» Work instruction:
Report every line of the listing below in which the string "lower" appears.

» Records to process:
= = =
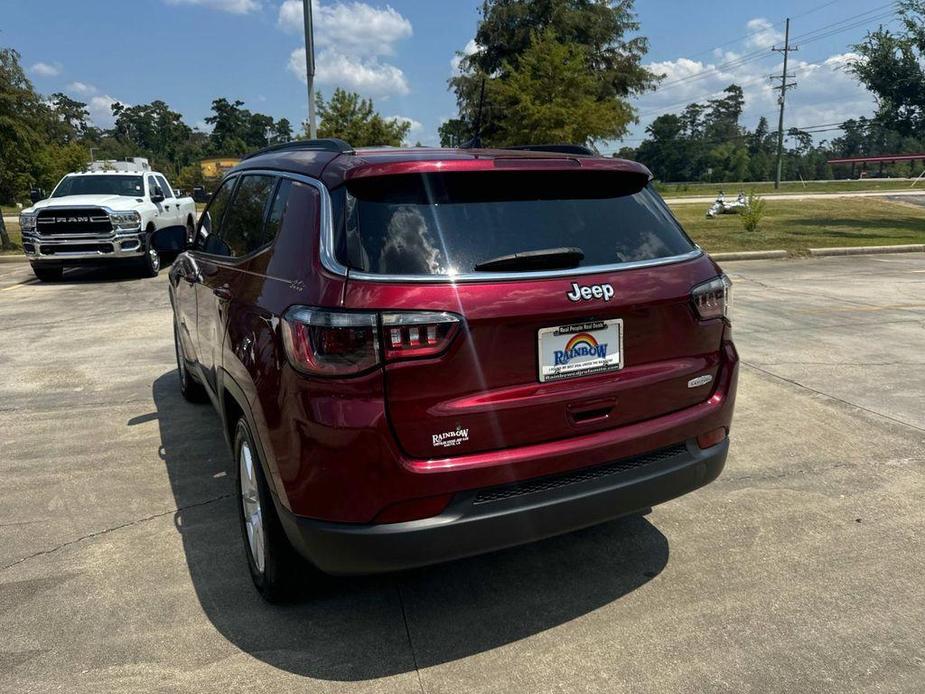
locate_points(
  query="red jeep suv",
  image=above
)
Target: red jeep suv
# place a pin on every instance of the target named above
(425, 354)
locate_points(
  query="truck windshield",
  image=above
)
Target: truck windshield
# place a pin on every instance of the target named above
(130, 186)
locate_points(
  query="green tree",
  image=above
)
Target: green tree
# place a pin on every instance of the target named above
(72, 115)
(23, 118)
(153, 130)
(355, 120)
(549, 96)
(282, 131)
(891, 67)
(594, 32)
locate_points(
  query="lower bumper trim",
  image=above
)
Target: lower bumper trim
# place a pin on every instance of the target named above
(474, 524)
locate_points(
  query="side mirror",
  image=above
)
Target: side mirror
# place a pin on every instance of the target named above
(170, 239)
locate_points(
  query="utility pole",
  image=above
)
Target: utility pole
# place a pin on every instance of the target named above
(310, 66)
(782, 99)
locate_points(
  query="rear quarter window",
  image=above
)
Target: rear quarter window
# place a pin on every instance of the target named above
(443, 224)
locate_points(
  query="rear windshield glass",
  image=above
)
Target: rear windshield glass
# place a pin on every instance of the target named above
(440, 224)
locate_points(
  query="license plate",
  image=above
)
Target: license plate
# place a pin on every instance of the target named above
(580, 349)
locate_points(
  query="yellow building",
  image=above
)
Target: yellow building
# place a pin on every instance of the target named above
(216, 167)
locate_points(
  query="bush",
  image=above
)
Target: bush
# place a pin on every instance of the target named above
(753, 212)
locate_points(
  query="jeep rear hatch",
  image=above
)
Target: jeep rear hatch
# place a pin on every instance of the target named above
(572, 291)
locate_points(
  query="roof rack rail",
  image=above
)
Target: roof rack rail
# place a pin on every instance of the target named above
(559, 149)
(331, 144)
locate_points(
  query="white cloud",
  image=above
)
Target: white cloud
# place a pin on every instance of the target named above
(46, 69)
(100, 109)
(415, 125)
(369, 77)
(82, 88)
(232, 6)
(355, 28)
(468, 49)
(414, 132)
(762, 34)
(826, 92)
(350, 40)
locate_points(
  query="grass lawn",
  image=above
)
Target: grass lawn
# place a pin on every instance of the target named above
(797, 226)
(681, 190)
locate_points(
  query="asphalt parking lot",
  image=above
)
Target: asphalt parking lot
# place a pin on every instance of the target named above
(799, 570)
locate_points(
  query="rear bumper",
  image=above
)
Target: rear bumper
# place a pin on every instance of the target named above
(485, 520)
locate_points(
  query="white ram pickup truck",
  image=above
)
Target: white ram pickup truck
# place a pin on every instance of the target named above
(102, 216)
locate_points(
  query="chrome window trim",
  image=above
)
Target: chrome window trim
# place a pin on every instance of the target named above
(330, 262)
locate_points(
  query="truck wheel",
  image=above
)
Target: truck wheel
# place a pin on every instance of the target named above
(151, 262)
(47, 273)
(273, 563)
(190, 388)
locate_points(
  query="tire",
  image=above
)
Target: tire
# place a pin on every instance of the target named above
(47, 273)
(190, 388)
(276, 569)
(151, 261)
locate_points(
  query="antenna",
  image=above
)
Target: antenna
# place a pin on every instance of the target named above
(476, 140)
(782, 99)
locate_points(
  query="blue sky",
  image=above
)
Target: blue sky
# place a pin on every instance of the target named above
(400, 53)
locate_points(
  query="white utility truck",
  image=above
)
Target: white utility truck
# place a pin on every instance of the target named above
(106, 213)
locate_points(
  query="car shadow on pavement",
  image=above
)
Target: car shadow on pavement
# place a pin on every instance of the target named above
(350, 629)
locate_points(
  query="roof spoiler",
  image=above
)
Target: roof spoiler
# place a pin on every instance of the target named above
(559, 149)
(331, 144)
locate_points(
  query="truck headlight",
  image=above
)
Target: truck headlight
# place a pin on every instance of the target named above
(27, 222)
(125, 220)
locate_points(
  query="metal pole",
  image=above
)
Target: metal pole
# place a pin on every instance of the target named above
(310, 66)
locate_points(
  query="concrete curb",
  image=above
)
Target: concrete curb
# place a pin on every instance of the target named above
(749, 255)
(868, 250)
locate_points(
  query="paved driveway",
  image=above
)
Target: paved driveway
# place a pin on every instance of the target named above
(800, 570)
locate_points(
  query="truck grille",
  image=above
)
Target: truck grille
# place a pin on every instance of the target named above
(545, 484)
(79, 221)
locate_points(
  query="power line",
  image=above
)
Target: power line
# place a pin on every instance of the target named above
(786, 50)
(823, 32)
(810, 129)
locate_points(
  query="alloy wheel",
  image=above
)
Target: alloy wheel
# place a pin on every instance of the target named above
(250, 504)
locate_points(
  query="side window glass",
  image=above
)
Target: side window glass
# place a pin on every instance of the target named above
(165, 187)
(277, 211)
(243, 227)
(208, 238)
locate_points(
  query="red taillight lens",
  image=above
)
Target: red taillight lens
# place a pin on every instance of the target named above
(713, 299)
(330, 343)
(424, 334)
(711, 438)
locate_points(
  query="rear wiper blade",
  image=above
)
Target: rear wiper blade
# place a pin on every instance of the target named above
(544, 259)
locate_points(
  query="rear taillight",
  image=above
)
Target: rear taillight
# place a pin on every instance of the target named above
(424, 334)
(713, 299)
(321, 342)
(330, 343)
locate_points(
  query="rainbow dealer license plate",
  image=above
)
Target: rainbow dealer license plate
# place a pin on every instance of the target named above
(580, 349)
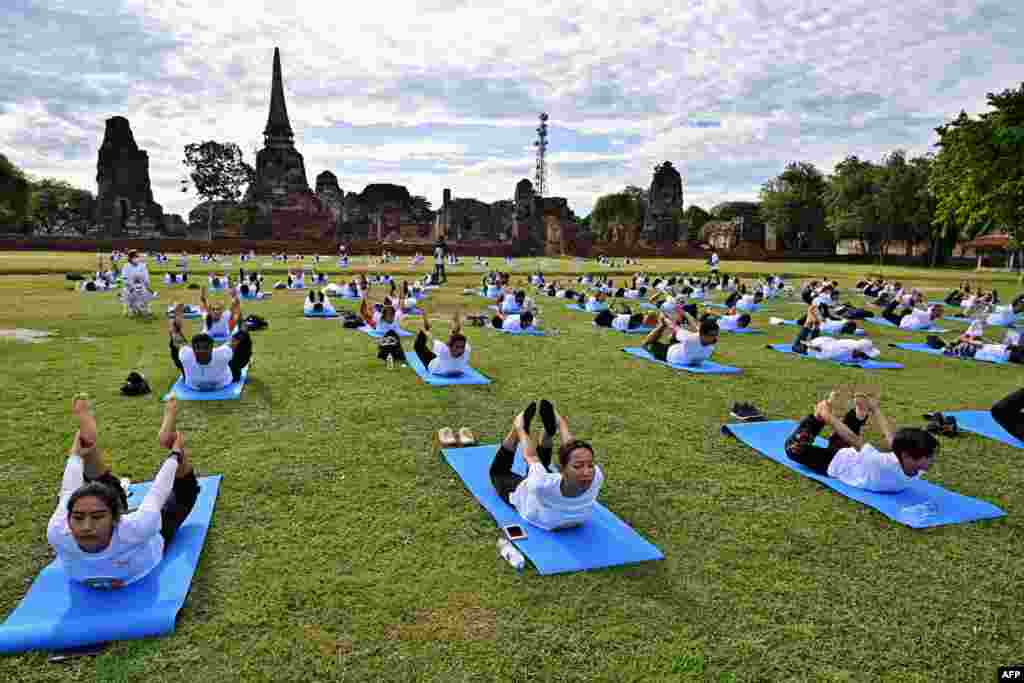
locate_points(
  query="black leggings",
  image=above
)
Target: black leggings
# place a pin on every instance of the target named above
(240, 358)
(658, 349)
(890, 313)
(800, 445)
(502, 476)
(1008, 413)
(175, 510)
(420, 346)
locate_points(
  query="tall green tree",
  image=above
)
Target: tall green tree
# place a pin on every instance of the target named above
(978, 176)
(617, 209)
(794, 203)
(695, 217)
(217, 171)
(57, 205)
(851, 209)
(15, 195)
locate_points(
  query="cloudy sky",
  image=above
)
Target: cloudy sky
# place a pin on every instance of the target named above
(445, 93)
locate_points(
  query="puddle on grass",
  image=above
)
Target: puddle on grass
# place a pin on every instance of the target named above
(26, 335)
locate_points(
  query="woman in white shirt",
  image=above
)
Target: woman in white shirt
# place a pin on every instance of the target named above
(446, 359)
(851, 460)
(97, 542)
(542, 498)
(382, 317)
(912, 318)
(691, 343)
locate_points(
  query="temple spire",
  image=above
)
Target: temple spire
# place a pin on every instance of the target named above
(278, 130)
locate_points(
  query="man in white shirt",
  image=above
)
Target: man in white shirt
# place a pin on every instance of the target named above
(912, 318)
(849, 459)
(544, 499)
(135, 271)
(204, 367)
(691, 344)
(513, 322)
(445, 359)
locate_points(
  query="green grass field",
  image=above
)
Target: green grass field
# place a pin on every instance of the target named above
(344, 548)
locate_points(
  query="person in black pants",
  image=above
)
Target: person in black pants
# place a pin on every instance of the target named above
(1008, 413)
(800, 445)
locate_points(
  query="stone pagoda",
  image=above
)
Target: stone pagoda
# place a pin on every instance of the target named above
(288, 209)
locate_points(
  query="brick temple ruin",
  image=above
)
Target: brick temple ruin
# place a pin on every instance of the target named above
(282, 207)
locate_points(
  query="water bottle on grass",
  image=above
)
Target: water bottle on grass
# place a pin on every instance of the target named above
(511, 555)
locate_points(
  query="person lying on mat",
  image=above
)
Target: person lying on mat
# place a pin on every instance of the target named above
(315, 303)
(596, 303)
(514, 322)
(732, 321)
(97, 541)
(912, 318)
(216, 322)
(821, 322)
(1007, 413)
(219, 282)
(544, 499)
(841, 350)
(382, 317)
(445, 359)
(971, 344)
(623, 318)
(684, 347)
(853, 461)
(203, 367)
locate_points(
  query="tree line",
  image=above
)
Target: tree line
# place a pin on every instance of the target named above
(972, 185)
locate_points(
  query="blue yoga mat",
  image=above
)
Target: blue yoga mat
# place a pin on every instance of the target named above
(981, 422)
(969, 321)
(794, 324)
(367, 330)
(231, 392)
(706, 368)
(525, 333)
(886, 324)
(59, 614)
(603, 542)
(921, 505)
(636, 331)
(188, 315)
(582, 309)
(925, 348)
(866, 365)
(469, 377)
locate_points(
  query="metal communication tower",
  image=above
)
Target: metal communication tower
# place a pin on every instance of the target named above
(541, 174)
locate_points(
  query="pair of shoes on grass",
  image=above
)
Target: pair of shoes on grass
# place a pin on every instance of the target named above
(450, 439)
(745, 412)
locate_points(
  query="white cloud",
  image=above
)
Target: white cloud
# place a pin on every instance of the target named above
(816, 81)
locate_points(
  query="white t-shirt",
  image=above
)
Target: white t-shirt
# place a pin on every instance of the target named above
(138, 270)
(621, 323)
(993, 353)
(136, 546)
(219, 328)
(869, 469)
(444, 364)
(1003, 315)
(215, 375)
(826, 348)
(832, 327)
(688, 350)
(510, 306)
(729, 323)
(916, 319)
(307, 308)
(539, 499)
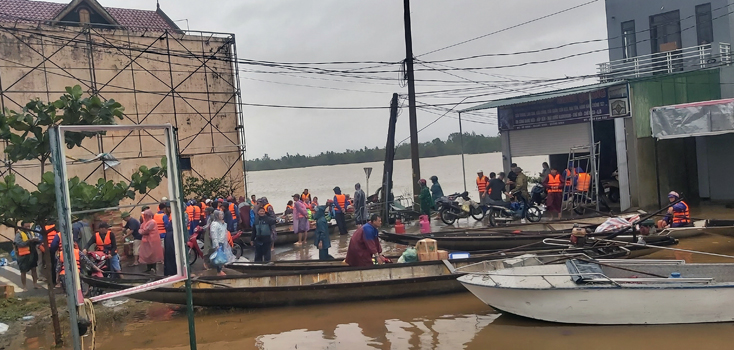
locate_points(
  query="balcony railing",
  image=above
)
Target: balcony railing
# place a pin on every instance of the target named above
(685, 59)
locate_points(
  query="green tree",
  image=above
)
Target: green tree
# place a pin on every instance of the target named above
(26, 133)
(197, 188)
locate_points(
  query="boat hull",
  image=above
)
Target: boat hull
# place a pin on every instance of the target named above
(610, 306)
(298, 295)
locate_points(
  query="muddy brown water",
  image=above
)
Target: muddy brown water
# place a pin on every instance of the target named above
(458, 321)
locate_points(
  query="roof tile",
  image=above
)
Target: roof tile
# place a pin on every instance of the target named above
(33, 11)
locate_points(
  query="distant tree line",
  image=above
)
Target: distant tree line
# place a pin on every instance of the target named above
(473, 144)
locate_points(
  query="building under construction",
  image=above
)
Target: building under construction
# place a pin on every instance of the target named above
(142, 59)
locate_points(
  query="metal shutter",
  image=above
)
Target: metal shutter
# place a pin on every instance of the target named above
(550, 140)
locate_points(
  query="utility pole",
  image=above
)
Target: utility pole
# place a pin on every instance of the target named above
(415, 162)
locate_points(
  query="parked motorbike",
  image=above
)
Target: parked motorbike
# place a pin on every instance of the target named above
(238, 246)
(446, 200)
(512, 211)
(460, 208)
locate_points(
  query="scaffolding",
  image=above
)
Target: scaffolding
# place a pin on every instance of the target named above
(189, 79)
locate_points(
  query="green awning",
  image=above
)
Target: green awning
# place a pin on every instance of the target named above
(542, 96)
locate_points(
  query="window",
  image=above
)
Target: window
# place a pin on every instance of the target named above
(665, 32)
(629, 39)
(84, 16)
(704, 25)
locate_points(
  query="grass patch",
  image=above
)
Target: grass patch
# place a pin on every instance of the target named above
(13, 309)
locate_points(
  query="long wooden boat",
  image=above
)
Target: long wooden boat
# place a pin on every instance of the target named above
(472, 241)
(582, 291)
(601, 251)
(330, 285)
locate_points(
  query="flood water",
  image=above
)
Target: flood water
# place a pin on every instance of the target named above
(280, 185)
(457, 321)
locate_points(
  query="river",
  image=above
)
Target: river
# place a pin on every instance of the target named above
(457, 321)
(280, 185)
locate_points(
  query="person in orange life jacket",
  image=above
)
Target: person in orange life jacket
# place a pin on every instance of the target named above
(105, 241)
(159, 221)
(554, 186)
(25, 243)
(512, 176)
(169, 248)
(678, 215)
(583, 180)
(306, 197)
(193, 212)
(227, 209)
(131, 228)
(340, 207)
(482, 184)
(288, 208)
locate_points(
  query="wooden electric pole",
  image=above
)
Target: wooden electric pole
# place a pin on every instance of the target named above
(411, 102)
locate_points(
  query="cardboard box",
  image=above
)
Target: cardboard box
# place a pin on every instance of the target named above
(7, 292)
(443, 255)
(426, 245)
(426, 256)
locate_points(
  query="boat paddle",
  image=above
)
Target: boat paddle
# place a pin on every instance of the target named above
(642, 219)
(668, 248)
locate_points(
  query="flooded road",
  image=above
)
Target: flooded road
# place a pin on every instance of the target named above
(458, 321)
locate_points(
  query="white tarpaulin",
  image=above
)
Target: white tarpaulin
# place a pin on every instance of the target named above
(693, 119)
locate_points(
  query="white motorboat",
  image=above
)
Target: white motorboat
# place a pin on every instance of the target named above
(579, 290)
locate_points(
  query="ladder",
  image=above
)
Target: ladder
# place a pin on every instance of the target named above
(580, 158)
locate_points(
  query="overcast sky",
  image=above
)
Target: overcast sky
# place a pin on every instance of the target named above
(372, 30)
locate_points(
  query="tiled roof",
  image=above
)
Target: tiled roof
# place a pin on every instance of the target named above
(33, 11)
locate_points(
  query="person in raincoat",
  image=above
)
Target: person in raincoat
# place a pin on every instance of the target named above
(425, 198)
(360, 205)
(218, 233)
(436, 190)
(151, 251)
(321, 237)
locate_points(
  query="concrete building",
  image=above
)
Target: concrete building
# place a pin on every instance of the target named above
(140, 58)
(661, 53)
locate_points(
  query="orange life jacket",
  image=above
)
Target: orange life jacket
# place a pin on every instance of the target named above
(101, 244)
(158, 217)
(76, 258)
(24, 250)
(49, 237)
(342, 200)
(569, 177)
(482, 183)
(193, 212)
(554, 183)
(584, 182)
(682, 217)
(203, 211)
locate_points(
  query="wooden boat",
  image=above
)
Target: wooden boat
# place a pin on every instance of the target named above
(472, 241)
(584, 291)
(330, 285)
(601, 251)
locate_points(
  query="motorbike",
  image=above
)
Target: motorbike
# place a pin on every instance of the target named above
(446, 200)
(238, 246)
(512, 211)
(460, 208)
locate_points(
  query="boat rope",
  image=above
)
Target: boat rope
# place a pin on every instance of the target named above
(667, 248)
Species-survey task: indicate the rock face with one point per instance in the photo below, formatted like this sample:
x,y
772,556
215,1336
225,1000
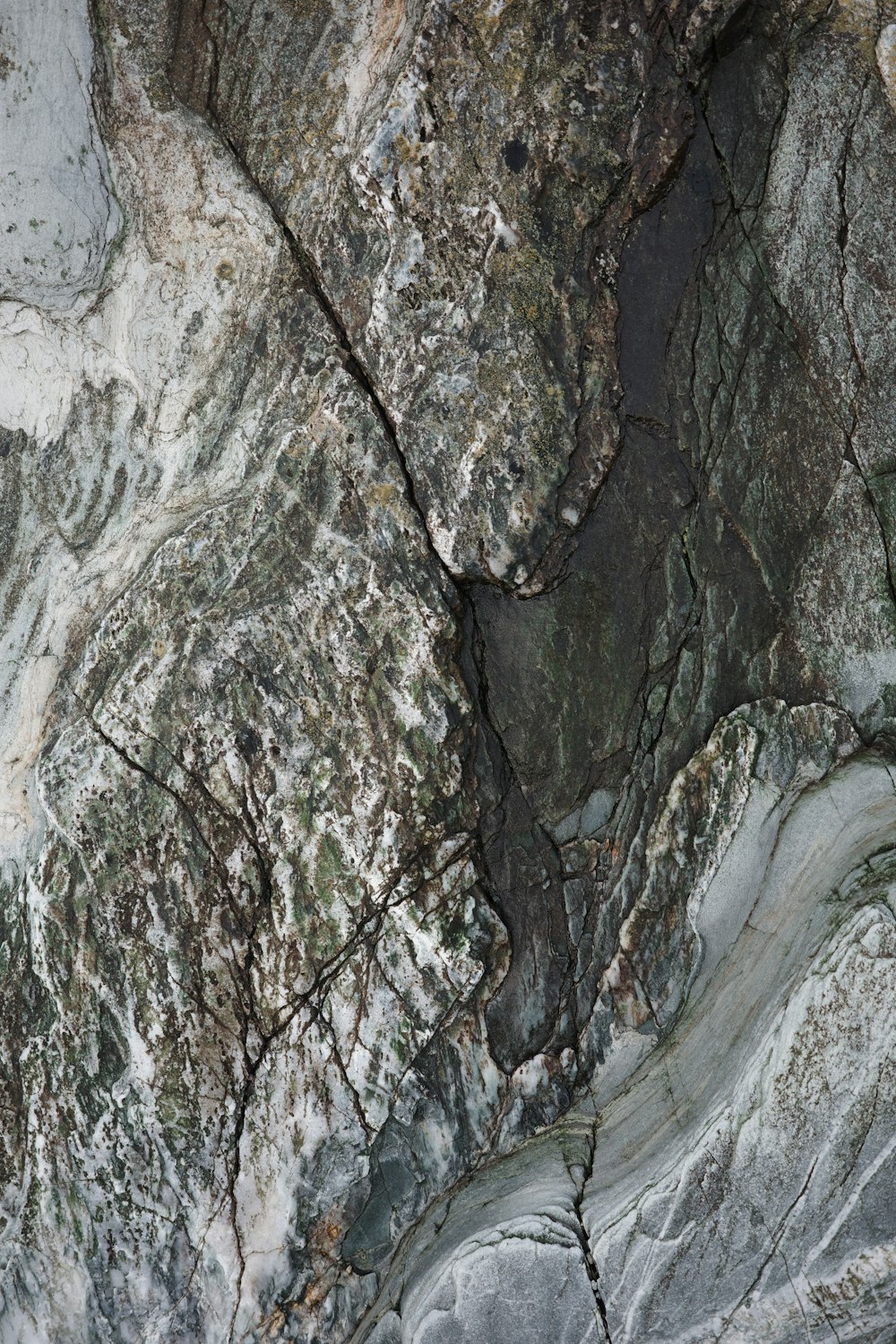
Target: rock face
x,y
447,671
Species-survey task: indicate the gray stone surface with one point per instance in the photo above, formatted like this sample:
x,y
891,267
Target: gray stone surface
x,y
59,215
447,663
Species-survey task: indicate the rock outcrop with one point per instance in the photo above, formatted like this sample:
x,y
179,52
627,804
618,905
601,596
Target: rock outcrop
x,y
447,674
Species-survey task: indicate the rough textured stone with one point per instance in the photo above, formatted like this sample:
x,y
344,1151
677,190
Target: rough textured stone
x,y
447,714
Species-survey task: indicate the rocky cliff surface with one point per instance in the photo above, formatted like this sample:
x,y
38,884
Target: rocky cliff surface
x,y
447,671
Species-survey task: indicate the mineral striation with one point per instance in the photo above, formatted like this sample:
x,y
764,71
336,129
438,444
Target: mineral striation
x,y
447,671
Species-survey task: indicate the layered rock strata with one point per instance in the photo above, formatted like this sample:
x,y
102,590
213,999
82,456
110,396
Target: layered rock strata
x,y
447,737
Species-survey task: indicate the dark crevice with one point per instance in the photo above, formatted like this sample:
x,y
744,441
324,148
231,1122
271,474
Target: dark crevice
x,y
587,1255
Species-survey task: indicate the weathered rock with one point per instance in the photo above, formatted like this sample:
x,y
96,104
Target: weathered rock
x,y
447,671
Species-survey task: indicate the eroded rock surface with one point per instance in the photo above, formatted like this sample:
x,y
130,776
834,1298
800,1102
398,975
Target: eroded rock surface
x,y
447,737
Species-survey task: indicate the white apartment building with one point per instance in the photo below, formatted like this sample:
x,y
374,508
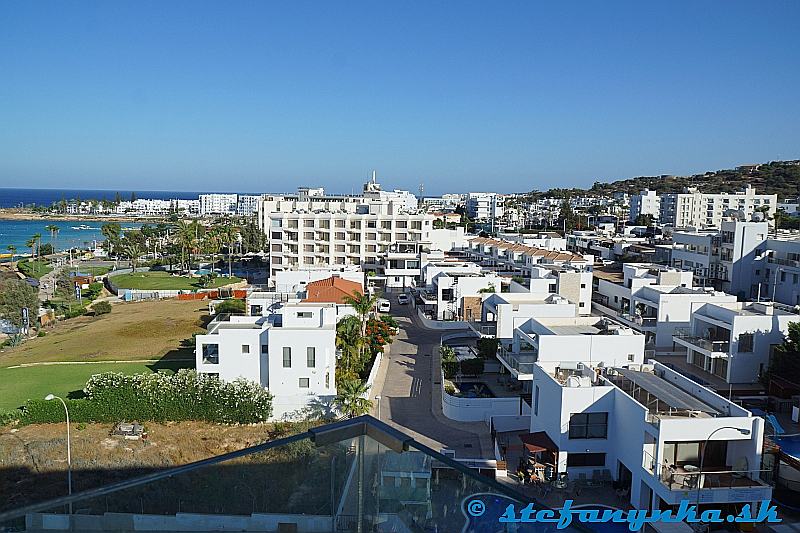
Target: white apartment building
x,y
484,206
648,428
218,204
501,313
247,204
291,352
734,340
693,209
455,291
590,339
647,202
723,258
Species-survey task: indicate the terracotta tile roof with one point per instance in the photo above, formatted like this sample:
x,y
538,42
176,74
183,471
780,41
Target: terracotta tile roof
= = =
» Answer section:
  query="lower bumper trim",
Target: lower bumper trim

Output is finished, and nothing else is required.